* TASK BRIEF
The records that follow need to be output exactly as they are.

* DATA SHOWN
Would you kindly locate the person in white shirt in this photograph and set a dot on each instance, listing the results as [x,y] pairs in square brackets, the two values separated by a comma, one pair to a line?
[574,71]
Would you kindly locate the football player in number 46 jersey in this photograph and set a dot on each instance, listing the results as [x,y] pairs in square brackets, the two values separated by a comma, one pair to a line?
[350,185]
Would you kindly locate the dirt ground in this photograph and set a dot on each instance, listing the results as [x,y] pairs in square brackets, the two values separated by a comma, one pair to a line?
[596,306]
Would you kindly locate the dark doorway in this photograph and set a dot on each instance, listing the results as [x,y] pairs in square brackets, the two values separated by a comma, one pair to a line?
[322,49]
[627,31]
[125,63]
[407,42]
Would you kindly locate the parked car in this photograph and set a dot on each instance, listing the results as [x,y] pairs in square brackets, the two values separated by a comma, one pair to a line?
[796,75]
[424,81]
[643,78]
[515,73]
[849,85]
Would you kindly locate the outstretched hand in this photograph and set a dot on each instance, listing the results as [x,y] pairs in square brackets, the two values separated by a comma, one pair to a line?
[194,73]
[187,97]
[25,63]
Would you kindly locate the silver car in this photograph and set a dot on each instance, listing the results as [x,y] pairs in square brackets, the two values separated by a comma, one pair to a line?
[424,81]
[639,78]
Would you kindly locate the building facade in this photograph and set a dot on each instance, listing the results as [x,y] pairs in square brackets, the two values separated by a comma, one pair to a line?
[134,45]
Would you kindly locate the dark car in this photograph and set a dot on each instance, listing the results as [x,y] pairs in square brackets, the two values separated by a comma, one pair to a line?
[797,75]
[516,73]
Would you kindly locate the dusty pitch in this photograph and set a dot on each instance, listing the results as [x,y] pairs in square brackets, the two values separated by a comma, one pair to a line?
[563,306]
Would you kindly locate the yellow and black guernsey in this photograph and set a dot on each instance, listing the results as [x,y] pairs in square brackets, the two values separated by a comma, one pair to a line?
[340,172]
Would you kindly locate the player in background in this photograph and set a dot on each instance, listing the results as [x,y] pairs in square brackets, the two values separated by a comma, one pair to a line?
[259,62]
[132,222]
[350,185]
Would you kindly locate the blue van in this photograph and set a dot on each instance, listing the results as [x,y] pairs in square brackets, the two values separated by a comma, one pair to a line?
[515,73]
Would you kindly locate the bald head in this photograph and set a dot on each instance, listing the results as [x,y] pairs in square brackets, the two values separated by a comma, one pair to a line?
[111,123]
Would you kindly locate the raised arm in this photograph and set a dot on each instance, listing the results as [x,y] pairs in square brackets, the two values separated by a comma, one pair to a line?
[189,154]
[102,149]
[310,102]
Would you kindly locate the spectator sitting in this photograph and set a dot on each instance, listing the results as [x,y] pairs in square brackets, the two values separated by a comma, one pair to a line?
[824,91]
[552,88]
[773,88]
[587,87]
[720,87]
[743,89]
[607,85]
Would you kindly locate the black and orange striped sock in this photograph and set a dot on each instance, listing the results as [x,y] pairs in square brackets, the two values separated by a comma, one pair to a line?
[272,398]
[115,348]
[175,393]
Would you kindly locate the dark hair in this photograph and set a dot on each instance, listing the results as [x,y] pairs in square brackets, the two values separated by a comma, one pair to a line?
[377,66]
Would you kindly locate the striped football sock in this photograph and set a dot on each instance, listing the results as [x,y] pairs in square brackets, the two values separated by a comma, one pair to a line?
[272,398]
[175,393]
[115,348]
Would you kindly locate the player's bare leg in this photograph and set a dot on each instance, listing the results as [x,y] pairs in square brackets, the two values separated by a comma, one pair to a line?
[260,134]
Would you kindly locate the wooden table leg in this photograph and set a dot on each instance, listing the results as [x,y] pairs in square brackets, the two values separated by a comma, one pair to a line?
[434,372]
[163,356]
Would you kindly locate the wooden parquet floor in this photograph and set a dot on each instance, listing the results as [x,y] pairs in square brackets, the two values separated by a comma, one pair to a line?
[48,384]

* ANSWER FOR THIS EXERCISE
Would you kindly locate the person in white shirt in this photograph and set a dot on each instance, listing the results as [x,y] pairs in square brackets, the two values separated by a comma, one pair to a line?
[574,71]
Would you kindly locate the football player in number 46 jersey in this photograph and set a dot on each instance, listing the results as [x,y] pairs in square brackets, the two values separated by a comma, one pair to a line?
[350,185]
Would you kindly locate the dirt ground in this photograph and set a dot on each instance, listing the results as [x,y] pairs in square brackets, the two values separated by a comma, one pair to a line?
[596,306]
Would you kindly locate the dark doorway in this photograph and set a dot on each instance, listing the results as [x,y] pairs in square brackets, the two values separated by a comma, one pair to a line?
[322,49]
[627,31]
[125,63]
[407,42]
Would you kindly locate the parked car in this photograph and set a dot on each instance, listing the results as [x,y] pairs in square brackets, the two values separated by a comma, one pair to a line?
[796,75]
[424,81]
[643,78]
[515,73]
[849,85]
Would you kindly locate the outstretched hand in this photograph and set a dot on each instance, listing the results as [x,y] pairs in square brackets, the two values separated by a comma, one pair to a line?
[194,73]
[187,97]
[25,63]
Would you kindly locate the silver car in this photograph and set a dot on each instance, listing the results as [x,y] pairs in square brackets, the two values separated by a comma, one pair to a line?
[424,81]
[639,78]
Would you kindly locate the building facade in this photograph and set a dot on each instance, listing the results as [x,y] pairs in square brackets, the two values separated by a comma, one pair to a line?
[134,45]
Would you kindly locate the dark car in this photograph and set a dot on each instance, listing the results as [x,y] pairs in square brackets, the two values separated by a comma, one pair to a line?
[797,75]
[516,73]
Would you kindly locate the dusty pitch in this photograph and set a dot on each instance, listing the results as [x,y] pairs in square brackets, the two values separated by a comma, one pair to a line?
[563,306]
Would you kindly locate the yellow and black guernsey in this photograph and set a dot on each instance, listing the results as [x,y] pairs in square brackets, the two values separated by a comma, one pair to a line?
[340,172]
Would you kindly locate the player in background in this photograph and set a dot on each instance, listing the results as [x,y] pairs in square brackets, the two values separated by a comma, one pair to a line?
[259,62]
[132,222]
[350,185]
Would you kindly locate the blue van in this photograph and set a dot on each instance, listing the results as [x,y] pairs in square brackets, the two values separated by a comma, one pair to a line?
[515,73]
Would you kindly locate the bald head in this photograph and set a dot on each instance, listing the results as [x,y] pairs in square brackets, the two values separated by a comma, one pair to a line?
[111,123]
Would you kindly locate the raised arm in this photograph and set a dot on each instance, listing the results as [x,y] pairs in square brackets, the two values separated by a comma, one pair to a line?
[189,154]
[102,149]
[310,102]
Would you kindly locate the spectator sitting in this photograph and set a dot on each instance, listing the results as [x,y] pairs in square brackets, the two values separated by a comma, one pair to a line?
[824,91]
[552,88]
[773,88]
[587,87]
[720,87]
[743,89]
[607,85]
Would you kindly locate the black and orange striped sock in this photograph and set a dot on each instance, listing the results as [x,y] pairs in square brackets, the two values separated by a comma, one pair to a line?
[272,398]
[115,348]
[175,393]
Would you kindly locate the dark hair in this photograph and set a dot on each instance, listing the results as [x,y] pairs in square brackets, the two values separated by a comma, one pair to a line?
[377,66]
Would you kindly locate the striped football sock in this photograph and set a dot on each instance, listing the results as [x,y] pairs in square brackets, the two values separated by a comma, one pair to a line?
[272,398]
[175,393]
[115,348]
Would you kindly locate the player's bare leg in this photograph and set a dot on each instance, listing the results as [x,y] pairs in square brackets, the two values separated by a comma, one pair to a line?
[260,134]
Would you kindly locate the wooden table leg in this photograph and set a dot on each instance, listing the results as [x,y] pairs in square brackets, the two values separated by a comma, one pair to a line?
[434,372]
[163,356]
Would you kindly locate the wooden parquet floor in this photograph and set a dot on each instance, listing the results as [x,y] pairs in square brackets, the two values separated by a comma, one pair to a line?
[48,384]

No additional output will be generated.